Dataset entries:
- Opening Delimiter -

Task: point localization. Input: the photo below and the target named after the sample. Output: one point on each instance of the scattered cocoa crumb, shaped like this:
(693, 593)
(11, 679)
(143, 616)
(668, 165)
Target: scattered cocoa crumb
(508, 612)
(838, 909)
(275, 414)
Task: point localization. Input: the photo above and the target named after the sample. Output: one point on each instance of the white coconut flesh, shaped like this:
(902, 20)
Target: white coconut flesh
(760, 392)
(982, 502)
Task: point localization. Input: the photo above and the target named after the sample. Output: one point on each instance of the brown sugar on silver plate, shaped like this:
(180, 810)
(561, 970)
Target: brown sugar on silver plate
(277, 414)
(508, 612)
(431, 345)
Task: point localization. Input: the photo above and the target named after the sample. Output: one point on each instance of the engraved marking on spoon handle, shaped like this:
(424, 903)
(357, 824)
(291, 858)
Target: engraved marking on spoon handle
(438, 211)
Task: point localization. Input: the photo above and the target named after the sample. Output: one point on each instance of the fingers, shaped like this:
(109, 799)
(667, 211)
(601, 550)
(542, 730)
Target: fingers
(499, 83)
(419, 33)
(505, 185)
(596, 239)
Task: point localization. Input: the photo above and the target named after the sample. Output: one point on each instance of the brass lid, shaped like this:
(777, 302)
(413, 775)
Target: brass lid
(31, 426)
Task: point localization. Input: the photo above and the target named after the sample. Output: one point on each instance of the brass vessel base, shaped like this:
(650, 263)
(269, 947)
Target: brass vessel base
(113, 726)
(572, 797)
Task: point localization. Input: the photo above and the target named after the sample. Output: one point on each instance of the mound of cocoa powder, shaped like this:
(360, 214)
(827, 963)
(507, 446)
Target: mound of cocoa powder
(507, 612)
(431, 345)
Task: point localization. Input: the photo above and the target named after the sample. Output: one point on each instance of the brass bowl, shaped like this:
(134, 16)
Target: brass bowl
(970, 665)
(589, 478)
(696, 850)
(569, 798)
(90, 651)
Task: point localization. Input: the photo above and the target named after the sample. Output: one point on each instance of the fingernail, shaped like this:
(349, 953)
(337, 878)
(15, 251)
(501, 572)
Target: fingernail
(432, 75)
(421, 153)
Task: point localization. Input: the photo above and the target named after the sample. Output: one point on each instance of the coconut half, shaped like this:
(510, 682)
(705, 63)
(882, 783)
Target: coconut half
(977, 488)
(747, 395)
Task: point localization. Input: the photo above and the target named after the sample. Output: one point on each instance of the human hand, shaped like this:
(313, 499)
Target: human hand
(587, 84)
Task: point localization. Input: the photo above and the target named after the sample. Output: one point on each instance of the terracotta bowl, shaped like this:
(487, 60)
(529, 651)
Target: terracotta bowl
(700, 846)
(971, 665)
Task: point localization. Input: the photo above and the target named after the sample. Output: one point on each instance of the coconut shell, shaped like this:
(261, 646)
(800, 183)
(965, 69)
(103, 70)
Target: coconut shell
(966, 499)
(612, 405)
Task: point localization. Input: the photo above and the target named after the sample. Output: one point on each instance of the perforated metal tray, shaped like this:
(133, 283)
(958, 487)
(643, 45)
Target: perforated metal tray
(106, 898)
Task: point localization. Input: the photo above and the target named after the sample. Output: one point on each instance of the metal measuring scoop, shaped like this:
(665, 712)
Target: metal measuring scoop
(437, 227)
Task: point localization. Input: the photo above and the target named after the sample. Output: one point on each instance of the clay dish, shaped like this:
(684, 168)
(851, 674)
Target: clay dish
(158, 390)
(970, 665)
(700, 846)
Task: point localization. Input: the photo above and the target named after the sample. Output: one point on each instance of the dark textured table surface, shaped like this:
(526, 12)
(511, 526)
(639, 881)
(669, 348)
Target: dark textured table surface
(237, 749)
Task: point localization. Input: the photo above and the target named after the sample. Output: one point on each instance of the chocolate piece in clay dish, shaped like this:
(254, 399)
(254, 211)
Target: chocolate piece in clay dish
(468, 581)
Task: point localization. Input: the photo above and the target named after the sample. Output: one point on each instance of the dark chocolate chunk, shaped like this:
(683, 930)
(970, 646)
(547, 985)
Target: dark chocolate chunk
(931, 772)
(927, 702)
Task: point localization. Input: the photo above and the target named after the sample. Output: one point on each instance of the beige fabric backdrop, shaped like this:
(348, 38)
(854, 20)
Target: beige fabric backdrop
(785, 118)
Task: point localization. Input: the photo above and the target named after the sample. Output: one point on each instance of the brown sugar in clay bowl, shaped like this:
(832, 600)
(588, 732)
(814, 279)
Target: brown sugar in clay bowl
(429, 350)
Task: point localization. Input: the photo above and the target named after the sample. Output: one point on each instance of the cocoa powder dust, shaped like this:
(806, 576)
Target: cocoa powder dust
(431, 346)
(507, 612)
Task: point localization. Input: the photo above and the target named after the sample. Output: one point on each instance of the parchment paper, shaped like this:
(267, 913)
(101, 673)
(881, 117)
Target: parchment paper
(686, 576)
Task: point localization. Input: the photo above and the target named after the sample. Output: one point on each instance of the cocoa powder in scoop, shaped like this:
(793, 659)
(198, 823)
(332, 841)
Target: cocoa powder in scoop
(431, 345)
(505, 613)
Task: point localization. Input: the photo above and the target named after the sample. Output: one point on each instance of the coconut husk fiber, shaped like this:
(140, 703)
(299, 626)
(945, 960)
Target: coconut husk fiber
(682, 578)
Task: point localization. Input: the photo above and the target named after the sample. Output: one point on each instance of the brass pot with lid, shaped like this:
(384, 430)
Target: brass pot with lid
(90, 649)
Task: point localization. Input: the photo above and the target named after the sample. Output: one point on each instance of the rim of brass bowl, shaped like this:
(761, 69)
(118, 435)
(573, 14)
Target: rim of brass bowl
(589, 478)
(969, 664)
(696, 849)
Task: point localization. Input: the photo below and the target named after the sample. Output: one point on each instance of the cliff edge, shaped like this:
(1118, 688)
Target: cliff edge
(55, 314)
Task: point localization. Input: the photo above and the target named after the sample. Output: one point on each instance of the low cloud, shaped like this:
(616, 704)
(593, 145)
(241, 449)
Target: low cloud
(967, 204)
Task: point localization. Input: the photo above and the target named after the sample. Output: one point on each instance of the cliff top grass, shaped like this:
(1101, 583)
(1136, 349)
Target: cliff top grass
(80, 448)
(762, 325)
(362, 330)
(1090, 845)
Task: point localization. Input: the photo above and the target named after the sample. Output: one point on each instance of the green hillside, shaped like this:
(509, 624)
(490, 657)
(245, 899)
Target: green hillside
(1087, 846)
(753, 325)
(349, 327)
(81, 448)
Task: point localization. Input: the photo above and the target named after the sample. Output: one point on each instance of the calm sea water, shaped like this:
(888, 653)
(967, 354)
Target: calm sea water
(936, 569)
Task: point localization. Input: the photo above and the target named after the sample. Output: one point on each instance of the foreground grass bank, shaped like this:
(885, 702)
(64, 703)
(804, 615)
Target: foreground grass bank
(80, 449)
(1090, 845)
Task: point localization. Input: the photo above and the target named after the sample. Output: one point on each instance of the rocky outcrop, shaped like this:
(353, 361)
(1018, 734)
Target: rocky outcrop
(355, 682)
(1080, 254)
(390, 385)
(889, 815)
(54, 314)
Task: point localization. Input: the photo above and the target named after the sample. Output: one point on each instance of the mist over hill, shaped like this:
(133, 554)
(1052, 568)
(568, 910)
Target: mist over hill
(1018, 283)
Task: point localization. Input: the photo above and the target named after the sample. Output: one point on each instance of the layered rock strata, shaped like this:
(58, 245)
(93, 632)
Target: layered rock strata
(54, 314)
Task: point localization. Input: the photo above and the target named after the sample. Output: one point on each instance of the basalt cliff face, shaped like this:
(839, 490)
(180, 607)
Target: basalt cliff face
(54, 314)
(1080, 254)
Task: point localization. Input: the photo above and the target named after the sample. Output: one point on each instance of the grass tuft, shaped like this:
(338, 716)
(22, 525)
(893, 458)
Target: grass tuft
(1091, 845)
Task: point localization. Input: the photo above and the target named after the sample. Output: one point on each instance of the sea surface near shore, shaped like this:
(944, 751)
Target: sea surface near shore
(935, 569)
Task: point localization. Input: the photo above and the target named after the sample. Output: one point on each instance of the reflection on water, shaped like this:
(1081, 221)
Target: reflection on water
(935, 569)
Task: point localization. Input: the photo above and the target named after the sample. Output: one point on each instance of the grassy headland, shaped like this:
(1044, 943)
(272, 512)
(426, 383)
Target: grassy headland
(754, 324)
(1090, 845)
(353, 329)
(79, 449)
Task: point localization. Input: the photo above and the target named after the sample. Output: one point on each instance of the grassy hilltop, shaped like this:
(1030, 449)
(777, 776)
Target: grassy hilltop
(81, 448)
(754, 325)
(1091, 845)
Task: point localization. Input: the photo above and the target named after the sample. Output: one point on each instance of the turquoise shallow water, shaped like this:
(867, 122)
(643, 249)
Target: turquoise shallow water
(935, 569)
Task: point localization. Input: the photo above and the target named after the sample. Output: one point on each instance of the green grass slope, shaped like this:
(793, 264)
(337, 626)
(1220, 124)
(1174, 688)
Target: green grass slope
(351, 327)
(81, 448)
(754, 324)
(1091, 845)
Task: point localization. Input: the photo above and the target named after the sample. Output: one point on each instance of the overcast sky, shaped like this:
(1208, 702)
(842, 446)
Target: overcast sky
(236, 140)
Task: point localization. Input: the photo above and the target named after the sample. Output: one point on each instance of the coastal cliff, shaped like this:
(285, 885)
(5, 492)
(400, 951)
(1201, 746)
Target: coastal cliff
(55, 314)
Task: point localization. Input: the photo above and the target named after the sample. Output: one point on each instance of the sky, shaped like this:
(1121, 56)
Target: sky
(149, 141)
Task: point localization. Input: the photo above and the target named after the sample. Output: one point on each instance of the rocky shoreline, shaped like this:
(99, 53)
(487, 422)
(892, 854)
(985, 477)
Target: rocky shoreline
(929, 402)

- Closing Delimiter -

Exercise directions:
Reproduce exactly the line containing "(1220, 124)" and every line after it through the end of the records above, and nothing else.

Response below:
(1220, 124)
(1174, 688)
Target: green grass slope
(351, 327)
(81, 448)
(754, 324)
(1091, 845)
Task: point localization. Input: the photo above and the target named after the sample. Output: one point on each instance of the overcast sky, shaped like this:
(1208, 702)
(842, 446)
Target: overcast sky
(236, 140)
Task: point localization. Input: the photo above and the target named after the sample. Output: one point on each instance of the coastal cliff, shaped like this:
(285, 885)
(5, 492)
(400, 951)
(1201, 746)
Target: coastal cliff
(55, 314)
Task: point localization. Input: the photo above and the target named after the sample. Output: one point on each instance of the sky, shaped like this:
(1121, 56)
Target: sky
(149, 141)
Task: point localization. Input: the photo above and the target named after the sample. Output: one point on each instance of the rocky shoreline, shaped like this:
(99, 53)
(487, 422)
(892, 854)
(985, 477)
Target: rocky shoreline
(929, 402)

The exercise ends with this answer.